**REQUIRED TASK:** Please copy the material below word for word, leaving out the pictures.

*** ENTRIES ***

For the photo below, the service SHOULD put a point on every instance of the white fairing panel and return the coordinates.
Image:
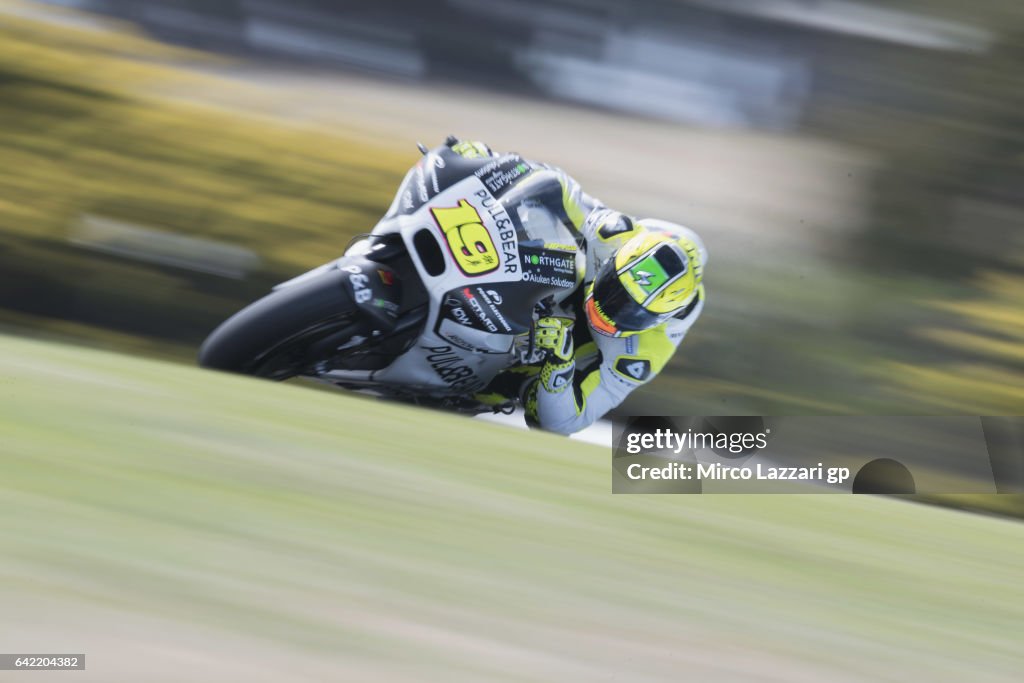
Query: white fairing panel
(478, 242)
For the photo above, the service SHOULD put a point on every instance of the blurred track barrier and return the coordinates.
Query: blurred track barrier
(154, 246)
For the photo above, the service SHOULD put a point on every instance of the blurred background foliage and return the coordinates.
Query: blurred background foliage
(147, 190)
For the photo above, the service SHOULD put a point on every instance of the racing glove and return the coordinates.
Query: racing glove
(554, 336)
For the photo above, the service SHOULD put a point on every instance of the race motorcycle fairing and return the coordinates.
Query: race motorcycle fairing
(436, 300)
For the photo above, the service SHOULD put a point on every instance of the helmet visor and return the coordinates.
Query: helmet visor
(619, 308)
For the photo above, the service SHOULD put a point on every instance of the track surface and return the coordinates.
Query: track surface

***

**EXERCISE SOLUTION:**
For the photo below, the service SHOULD put a point on every instance of the white fairing panel and return the coordinates.
Image:
Query: white fairing panel
(478, 242)
For the photo above, the service SHOULD put a point on every instance of the blurred track barrier and return the coordinates.
Query: blurred track barrier
(154, 246)
For the photo above, the service SHOULD put a point on every instance of the blurred background foliage and return the coordinates.
Query: blurred background foliage
(147, 190)
For the photo above, the service SHOULD put a point on every instance of the racing glove and return the coordinates.
Query: racing glove
(554, 336)
For the photo above, the service SHOULD put a point on every instance of the race motorcycle fairing and return the coordinates.
Query: race motorcycle fairing
(436, 300)
For the photo above, the service SHOULD put a point on every instance of the helmet visor and return the coordinates.
Query: helmet visor
(619, 308)
For the photo above, the service SHOULD put a point on every instance of the track surface and return the coordinates.
Query: track surface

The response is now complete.